# Pensacola Beach Hilton?



## alwaysinshorts (Jul 24, 2013)

I originally asked you guys where i could fish off the beach in Destin as i usually stay at the Hilton just east of the outlet malls and everyone gave me some good suggestion. 

Well i just found out that this year i will be at the Hilton but in Pensacola not in Destin. 

Could some of you guys give me the same type of advice as to where to fish? Beach is my preference but a pier will work also.


----------



## BananaTom (Feb 16, 2008)

The pier is within walking distance from the Hilton. on P-Beach.

Lots of fishing off the beach, but most prefer to go east of Portifino Condo's or to Park West just before Fort Pickens, also called Chicken Bone beach


----------



## alwaysinshorts (Jul 24, 2013)

BananaTom said:


> The pier is within walking distance from the Hilton. on P-Beach.
> 
> Lots of fishing off the beach, but most prefer to go east of Portifino Condo's or to Park West just before Fort Pickens, also called Chicken Bone beach


how fare is Portifino/Fort Pickens from the Hilton in Pensacola? if Pensacola is anything like Destin it sometimes can take 30 minutes to travel 5 miles.


----------



## BananaTom (Feb 16, 2008)

alwaysinshorts said:


> how fare is Portifino/Fort Pickens from the Hilton in Pensacola? if Pensacola is anything like Destin it sometimes can take 30 minutes to travel 5 miles.


Maybe 5 miles, look at Google Earth, and it is where the buildings stop heading east. Then there is 20 miles of no buildings to Navarre.

You won't have Destin type traffic on P-Beach


----------



## BananaTom (Feb 16, 2008)

You can fish anywhere along that Beach


----------



## Joraca (Dec 29, 2007)

The beach is serene and pretty much empty at first light, even in front of the condos.


----------



## alwaysinshorts (Jul 24, 2013)

awesome. I am going to go fishing forsure. Here in Texas i usually use shrimp, live bait, or cut bait for fishing the beaches. I no longer throw lures like i did in my 20's. what do you guys use for beach fishing in Florida? I have seen post on fishbites, is that my only option?


----------



## BananaTom (Feb 16, 2008)

Peeled dead shrimp, Live shrimp, Sand Fleas, and yes Fish Bites


----------



## alwaysinshorts (Jul 24, 2013)

BananaTom said:


> Peeled dead shrimp, Live shrimp, Sand Fleas, and yes Fish Bites


I would assume these are fished on a dropped loop type of rig or should i be doing a Carolina rig?


----------



## Diggety (Dec 31, 2016)

Double dropper will do the job all day long


----------



## BananaTom (Feb 16, 2008)

alwaysinshorts said:


> I would assume these are fished on a dropped loop type of rig or should i be doing a Carolina rig?

#### Data in this exercise
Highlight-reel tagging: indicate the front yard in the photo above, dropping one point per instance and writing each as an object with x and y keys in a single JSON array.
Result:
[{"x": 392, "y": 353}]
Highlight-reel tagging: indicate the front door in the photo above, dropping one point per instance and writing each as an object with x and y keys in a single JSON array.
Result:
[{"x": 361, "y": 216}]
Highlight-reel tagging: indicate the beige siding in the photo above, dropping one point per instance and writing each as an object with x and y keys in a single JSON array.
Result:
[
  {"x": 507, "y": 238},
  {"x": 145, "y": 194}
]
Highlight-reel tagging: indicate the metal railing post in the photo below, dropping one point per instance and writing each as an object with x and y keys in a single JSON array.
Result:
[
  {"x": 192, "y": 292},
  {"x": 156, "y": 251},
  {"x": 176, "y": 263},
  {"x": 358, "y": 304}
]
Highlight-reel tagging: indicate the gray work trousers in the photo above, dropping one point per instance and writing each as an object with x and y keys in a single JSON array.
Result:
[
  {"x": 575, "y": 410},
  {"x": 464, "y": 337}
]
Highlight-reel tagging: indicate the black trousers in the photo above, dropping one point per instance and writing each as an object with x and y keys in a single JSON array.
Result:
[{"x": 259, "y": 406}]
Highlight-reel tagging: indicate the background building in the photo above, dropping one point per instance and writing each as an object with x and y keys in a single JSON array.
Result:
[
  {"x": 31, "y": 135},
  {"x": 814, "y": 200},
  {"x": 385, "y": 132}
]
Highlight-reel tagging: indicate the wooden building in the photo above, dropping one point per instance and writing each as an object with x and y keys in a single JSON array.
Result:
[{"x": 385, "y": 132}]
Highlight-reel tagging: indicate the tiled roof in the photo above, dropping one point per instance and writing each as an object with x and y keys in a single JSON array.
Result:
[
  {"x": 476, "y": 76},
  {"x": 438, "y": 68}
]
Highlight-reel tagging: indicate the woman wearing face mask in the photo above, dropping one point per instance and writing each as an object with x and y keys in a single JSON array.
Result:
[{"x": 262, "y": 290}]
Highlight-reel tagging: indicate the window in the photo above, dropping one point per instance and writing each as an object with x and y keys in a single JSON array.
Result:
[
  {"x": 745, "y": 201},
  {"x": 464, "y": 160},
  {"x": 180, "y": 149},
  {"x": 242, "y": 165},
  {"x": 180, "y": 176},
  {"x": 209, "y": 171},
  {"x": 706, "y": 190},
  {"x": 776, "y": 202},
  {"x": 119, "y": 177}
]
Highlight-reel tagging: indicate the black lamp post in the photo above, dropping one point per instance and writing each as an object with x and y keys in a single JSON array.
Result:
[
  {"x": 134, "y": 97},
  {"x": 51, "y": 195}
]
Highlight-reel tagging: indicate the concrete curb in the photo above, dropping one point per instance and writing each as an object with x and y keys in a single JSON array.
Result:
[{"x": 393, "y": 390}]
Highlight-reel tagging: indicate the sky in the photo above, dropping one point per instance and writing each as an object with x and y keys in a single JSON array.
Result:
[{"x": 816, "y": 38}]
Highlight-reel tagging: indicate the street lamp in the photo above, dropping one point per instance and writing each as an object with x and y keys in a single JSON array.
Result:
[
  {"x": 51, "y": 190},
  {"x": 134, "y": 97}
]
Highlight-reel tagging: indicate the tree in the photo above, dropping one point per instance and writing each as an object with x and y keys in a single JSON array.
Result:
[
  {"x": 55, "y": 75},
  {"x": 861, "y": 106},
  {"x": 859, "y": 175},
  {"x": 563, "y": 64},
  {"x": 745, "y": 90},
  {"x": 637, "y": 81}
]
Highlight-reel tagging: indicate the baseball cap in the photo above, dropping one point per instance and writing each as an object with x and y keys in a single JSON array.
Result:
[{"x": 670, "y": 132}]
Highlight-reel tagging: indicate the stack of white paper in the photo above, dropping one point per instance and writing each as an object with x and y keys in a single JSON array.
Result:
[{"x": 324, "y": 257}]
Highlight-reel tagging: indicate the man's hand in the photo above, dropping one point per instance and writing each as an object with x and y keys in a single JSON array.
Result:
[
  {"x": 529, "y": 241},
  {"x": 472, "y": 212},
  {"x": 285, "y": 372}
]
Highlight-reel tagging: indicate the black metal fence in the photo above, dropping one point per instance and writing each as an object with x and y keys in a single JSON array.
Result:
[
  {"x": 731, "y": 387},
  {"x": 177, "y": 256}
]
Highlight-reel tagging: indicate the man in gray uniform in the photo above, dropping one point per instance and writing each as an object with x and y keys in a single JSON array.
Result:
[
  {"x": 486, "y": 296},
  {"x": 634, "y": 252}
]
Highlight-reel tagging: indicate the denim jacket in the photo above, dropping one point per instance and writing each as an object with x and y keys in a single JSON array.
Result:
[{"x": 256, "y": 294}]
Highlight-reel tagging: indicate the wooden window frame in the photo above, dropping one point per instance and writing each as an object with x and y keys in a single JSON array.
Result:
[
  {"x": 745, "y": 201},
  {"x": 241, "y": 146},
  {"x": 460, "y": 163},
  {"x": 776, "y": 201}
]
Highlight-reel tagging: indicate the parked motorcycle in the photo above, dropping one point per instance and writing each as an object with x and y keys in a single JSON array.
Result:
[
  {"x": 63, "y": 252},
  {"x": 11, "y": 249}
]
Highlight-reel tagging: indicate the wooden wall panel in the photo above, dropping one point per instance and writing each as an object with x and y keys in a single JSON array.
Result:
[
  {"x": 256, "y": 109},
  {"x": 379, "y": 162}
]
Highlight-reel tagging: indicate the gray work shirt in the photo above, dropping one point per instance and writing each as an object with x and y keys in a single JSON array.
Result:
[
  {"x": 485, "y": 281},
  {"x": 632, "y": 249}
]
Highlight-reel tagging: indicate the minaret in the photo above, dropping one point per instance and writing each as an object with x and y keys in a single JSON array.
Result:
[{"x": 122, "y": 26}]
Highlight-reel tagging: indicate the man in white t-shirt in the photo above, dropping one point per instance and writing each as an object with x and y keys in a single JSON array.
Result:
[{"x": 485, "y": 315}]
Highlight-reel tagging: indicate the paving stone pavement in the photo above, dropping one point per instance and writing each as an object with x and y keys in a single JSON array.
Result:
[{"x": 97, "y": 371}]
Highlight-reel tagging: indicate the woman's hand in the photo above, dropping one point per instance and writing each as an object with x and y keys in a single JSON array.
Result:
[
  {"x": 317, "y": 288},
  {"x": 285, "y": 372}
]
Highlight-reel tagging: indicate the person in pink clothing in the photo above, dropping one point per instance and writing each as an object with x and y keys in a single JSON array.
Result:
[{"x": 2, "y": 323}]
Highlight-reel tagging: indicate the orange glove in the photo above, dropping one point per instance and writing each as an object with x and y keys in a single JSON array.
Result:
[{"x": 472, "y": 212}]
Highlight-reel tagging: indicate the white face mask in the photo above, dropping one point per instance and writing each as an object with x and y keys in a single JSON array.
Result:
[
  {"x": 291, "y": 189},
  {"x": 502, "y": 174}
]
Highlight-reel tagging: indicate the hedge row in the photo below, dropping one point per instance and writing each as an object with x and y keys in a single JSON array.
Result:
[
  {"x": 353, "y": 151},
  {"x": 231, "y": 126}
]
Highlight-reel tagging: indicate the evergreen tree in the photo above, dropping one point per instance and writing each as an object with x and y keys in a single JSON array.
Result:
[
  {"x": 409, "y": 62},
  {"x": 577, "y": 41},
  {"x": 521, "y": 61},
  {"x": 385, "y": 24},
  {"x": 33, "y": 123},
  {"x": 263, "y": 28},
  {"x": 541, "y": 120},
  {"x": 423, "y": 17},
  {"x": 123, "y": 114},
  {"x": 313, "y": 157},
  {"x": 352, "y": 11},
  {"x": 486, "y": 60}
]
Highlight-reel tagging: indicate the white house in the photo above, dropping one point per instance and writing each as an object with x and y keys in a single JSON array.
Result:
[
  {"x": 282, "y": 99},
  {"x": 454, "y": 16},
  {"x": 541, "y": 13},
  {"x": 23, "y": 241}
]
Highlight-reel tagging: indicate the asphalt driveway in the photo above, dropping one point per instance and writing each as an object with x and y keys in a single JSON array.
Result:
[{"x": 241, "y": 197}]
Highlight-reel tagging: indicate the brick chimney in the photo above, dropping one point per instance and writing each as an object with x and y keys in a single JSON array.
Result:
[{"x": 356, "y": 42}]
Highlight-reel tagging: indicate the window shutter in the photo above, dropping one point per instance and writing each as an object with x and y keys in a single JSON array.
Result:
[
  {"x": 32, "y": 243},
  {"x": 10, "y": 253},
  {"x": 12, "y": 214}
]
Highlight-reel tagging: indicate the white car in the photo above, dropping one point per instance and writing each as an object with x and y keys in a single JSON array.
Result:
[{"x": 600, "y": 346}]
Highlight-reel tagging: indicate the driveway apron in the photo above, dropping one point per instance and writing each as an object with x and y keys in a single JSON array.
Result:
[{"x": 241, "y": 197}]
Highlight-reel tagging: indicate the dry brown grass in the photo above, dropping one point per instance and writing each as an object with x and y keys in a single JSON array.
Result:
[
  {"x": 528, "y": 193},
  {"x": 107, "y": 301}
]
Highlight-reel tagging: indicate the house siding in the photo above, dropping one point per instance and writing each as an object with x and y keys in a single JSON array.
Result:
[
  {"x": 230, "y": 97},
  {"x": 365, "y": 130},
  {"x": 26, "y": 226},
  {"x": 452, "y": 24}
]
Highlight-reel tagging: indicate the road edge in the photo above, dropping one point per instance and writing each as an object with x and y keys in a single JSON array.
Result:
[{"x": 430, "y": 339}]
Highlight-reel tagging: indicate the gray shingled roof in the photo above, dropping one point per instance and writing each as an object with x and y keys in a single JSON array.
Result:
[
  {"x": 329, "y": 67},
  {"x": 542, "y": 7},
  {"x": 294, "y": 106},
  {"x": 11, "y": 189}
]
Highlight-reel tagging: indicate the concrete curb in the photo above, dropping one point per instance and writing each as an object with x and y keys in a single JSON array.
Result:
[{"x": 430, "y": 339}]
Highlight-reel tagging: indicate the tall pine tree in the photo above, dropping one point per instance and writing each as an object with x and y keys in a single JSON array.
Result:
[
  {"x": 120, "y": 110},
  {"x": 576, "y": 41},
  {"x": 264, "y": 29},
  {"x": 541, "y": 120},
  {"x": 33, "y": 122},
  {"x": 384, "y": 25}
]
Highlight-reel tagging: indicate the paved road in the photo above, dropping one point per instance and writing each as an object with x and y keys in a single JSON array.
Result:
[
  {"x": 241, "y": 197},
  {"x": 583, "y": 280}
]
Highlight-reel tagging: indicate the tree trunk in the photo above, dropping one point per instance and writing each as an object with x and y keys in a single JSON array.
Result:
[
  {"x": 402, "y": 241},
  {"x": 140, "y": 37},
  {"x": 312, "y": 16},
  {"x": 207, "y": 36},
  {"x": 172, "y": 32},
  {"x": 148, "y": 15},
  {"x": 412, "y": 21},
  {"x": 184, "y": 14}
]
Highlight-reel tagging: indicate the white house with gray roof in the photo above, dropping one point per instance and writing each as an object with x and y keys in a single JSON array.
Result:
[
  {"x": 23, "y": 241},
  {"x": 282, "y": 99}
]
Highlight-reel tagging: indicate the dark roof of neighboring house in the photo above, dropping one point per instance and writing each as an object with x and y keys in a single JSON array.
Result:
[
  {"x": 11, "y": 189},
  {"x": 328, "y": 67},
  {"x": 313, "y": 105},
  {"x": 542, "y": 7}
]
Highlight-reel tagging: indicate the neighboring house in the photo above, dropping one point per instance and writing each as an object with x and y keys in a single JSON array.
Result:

#### Required actions
1. Reproduce the passage of the Pensacola Beach thread between "# Pensacola Beach" and "not in Destin.", inclusive.
2. In the records, take the lines from the one holding "Highlight-reel tagging: indicate the dark" through the last line of the records, inclusive, and write them out again with "neighboring" changed to "adjacent". Leave everything else as it is, and give only those lines.

#### Expected results
1.
# Pensacola Beach Hilton?



## alwaysinshorts (Jul 24, 2013)

I originally asked you guys where i could fish off the beach in Destin as i usually stay at the Hilton just east of the outlet malls and everyone gave me some good suggestion. 

Well i just found out that this year i will be at the Hilton but in Pensacola not in Destin.

2.
Highlight-reel tagging: indicate the dark roof of adjacent house in the photo above, dropping one point per instance and writing each as an object with x and y keys in a single JSON array.
Result:
[
  {"x": 11, "y": 189},
  {"x": 328, "y": 67},
  {"x": 313, "y": 105},
  {"x": 542, "y": 7}
]
Highlight-reel tagging: indicate the adjacent house in the photo above, dropping one point per instance and writing each as an object with x and y keys in a single JSON array.
Result:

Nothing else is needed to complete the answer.